ASSIGNMENT
Continue the passage on Drosophila models of Parkinson's disease, picking up after its final sentence.

EXCERPTED TEXT
------------------------
Like any other model systems, there are few disadvantages associated with Drosophila models which should be taken into consideration. Although there is a high degree of conservation of molecular signaling pathways underlying disease pathogenesis with mammalian models, there are marked physiological differences in terms of brain anatomy and blood–brain barrier permeability.82 It is also noteworthy that Drosophila has a simple immune system and lack a classical adaptive immune response, thereby limiting the study of neuroinflammation that is biologically relevant to humans.83 However, due to highly conserved innate immune pathways and responses with humans, the fly models allow to unravel the contribution of the innate immune response to disease pathogenesis without the interference of adaptive immune signaling. Unlike cell culture models, Drosophila strains cannot be frozen and require frequent passaging to maintain as living cultures. However, the low cost and shorter life cycle make it feasible to maintain large living stocks. Another potential drawback of using fly models is the presence of certain vertebrate-specific factors linked to disease pathology, thereby making it difficult to gain mechanistic insights using invertebrate models. Despite these shortcomings, the fly still remains a powerful model system that can be used not only as a screening platform for novel therapeutics during the initial stages of drug discovery pipeline but also to develop novel assays to elucidate the mechanistic effect of bioactive compounds on disease pathogenesis.

Drosophila models of PD

Despite intensive research in the field of neurodegenerative diseases, the etiology of PD remains unclear. Although several genes have been identified that are associated with PD, only 10–15% of overall PD cases are linked to genetic causes while most PD cases are sporadic.84 Several lines of evidence suggest that PD is a complex multifactorial disorder caused by a combination of genetic and environmental factors, which affect multiple key signaling pathways in different cell types leading to the progressive loss of DA neurons.85 Moreover, epidemiological data suggest that pesticide and other environmental toxins pose as a risk factor for developing PD.86,87 The Drosophila genome encodes orthologs of most of the genes that have been implicated in PD, and the fly model mimics PD associated disease pathology.69,70 The identification of several genes linked to the familial cases of PD such as SNCA (α-synuclein),88 Leucine-rich repeat kinase 2 (LRRK2),89 Parkin,90 PTEN-induced putative kinase 1 (PINK1)91 and DJ-192 highlighted the critical role of genetics in PD etiology.93 Moreover, genome-wide association studies suggest that some of these genes are also linked to sporadic forms of PD.1

Sporadic and genetic PD models

The availability of several transgenic PD models in Drosophila, including both genetic and sporadic, provides a flexible tool to screen natural products and elucidate the molecular mechanism underlying neurodegeneration in PD.94 The α-syn encoding gene, SNCA, is the first gene in which mutations such as A30P and A53T were reported to be associated with autosomal-dominant forms of familial cases of PD.88 The cellular function of α-syn is still unclear. Feany and Bender developed the first transgenic α-syn Drosophila PD models expressing either wild-type or familial mutants (A53T and A30P) of human α-syn.95 The transgenic α-syn flies were shown to mimic several symptoms of human PD, such as motor dysfunction, α-syn accumulation, and dopaminergic neuron loss. This model is widely used to decipher the molecular pathogenesis of PD and can also be employed for screening of drugs. In fact, this model was used to show the therapeutic effects of l-dopa and dopamine agonists against α-syn-induced toxicity.96 In addition, other therapeutic agents like SIRT2 and HDAC inhibitors were identified using the α-syn Drosophila PD model.97,98 This further demonstrates the utility of the Drosophila models as a drug screening platform. Mutations in LRRK2 are the most common cause of sporadic and familial forms of PD. LRRK2 transgenic fly models have been used to screen neuroprotective effects of anti-oxidants and phenolic compounds against PD pathogenesis.99,100 Parkin, which functions as an E3 ligase, was identified in families with autosomal recessive juvenile parkinsonism.101 Genomic knockout of parkin in Drosophila mutants exhibit mitochondrial damage and increased sensitivity to oxidative stress.102,103 Another gene linked to the autosomal recessive forms of PD encodes a serine/threonine kinase, PINK1. Recent work in Drosophila and mouse models suggest a specific role of PINK1 in controlling mitochondrial function,104 thereby highlighting the connection between mitochondrial dysfunction and PD pathogenesis. Due to the presence of functionally conserved genes linked to human PD, these Drosophila genetic models can serve as a powerful screening tool to identify new therapeutic targets.
------------------------
DATA SEGMENT
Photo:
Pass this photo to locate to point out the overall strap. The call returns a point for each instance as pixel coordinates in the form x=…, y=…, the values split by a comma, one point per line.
------------------------
ANSWER FOR THIS EXERCISE
It is now well recognized that the majority of PD cases result from an interaction between genetic and environmental risk factors.85Drosophila has been extensively used to unravel the mechanistic effects of environmental toxicants in PD pathogenesis. Several toxins and pesticides namely, MPTP (1-methyl-4-phenyl-1,2,3,6-tetrahydropyridine), 6-hydroxydopamine, rotenone and paraquat (PQ), have been implicated to induce PD-like symptoms in both mammalian and fly models.105109 These environmental toxin-induced models recapitulate the cardinal features of PD, including motor defects, dopaminergic neuron loss and the formation of Lewy bodies.110 MPTP has been shown to selectively damage dopaminergic neurons due to mitochondrial dysfunction and oxidative stress.111 The herbicide PQ-induced neurotoxicity is known to involve the generation of ROS, which leads to neuronal death.112 Furthermore, PQ has also been shown to promote α-syn aggregation in mouse models, thereby confirming a link between genetic and environmental toxins in PD pathogenesis.113 The availability of a wide selection of transgenic Drosophila PD models offers an excellent in vivo platform to screen potential therapeutic bioactive compounds from natural products.

Emerging natural products as therapeutics in Drosophila PD models

Although much progress has been made in identifying the genes associated with PD, the basic molecular mechanisms underlying neurodegeneration remain unanswered. Recent studies have demonstrated the involvement of mitochondrial dysfunction, neuroinflammation and environmental factors as the major contributing factors in PD pathogenesis.114,115 Moreover, oxidative stress is thought to play a critical role in cellular dysfunction in both familial and sporadic forms of PD.116,117 Reactive oxygen species (ROS) are produced in the cell as a normal component of cellular defense and homeostasis. The levels of ROS within the cell are regulated by antioxidant proteins like superoxide dismutase (SOD) and glutathione (GSH). However, oxidative stress occurs when there is an imbalance between ROS levels and antioxidants leading to cellular damage, and eventually cell death. Previous studies have reported the presence of oxidized lipids and proteins that cause alpha-synuclein aggregation in the brain tissues of PD patients.118 Therefore, significant efforts are directed towards the identification of novel antioxidants from natural sources as a potential treatment for PD.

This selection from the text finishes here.